*** Block opens ***

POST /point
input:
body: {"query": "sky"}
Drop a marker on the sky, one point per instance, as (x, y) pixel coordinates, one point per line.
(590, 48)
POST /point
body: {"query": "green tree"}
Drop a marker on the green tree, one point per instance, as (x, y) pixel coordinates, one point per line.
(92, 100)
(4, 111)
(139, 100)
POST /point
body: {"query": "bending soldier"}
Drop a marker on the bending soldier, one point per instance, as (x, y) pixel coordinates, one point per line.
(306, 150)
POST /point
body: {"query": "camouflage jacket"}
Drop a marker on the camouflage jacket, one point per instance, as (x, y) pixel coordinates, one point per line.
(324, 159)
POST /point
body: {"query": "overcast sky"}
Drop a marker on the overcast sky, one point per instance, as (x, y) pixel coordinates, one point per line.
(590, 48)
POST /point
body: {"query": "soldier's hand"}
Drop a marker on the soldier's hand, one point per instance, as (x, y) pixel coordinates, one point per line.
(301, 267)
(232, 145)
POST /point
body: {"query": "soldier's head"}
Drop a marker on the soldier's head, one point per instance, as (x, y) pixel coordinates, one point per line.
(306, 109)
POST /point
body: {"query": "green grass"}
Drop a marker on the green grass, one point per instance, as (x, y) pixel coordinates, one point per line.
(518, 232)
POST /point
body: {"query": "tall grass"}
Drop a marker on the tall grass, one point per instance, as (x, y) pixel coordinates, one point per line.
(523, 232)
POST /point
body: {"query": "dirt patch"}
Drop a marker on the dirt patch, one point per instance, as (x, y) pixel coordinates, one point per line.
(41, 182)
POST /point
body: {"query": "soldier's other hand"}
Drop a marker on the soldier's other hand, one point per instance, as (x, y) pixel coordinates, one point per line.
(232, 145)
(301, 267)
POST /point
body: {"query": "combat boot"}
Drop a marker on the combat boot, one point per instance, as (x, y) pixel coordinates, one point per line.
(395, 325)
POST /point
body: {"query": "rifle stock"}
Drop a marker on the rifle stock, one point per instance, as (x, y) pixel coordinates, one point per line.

*** Block closes ***

* Activity
Look at the records above. Copy every line where the string "rifle" occurs.

* Solution for this exercise
body: {"query": "rifle stock"}
Drop a marker on the rifle stock, one point per instance, as (x, y) pixel coordinates, one point per line.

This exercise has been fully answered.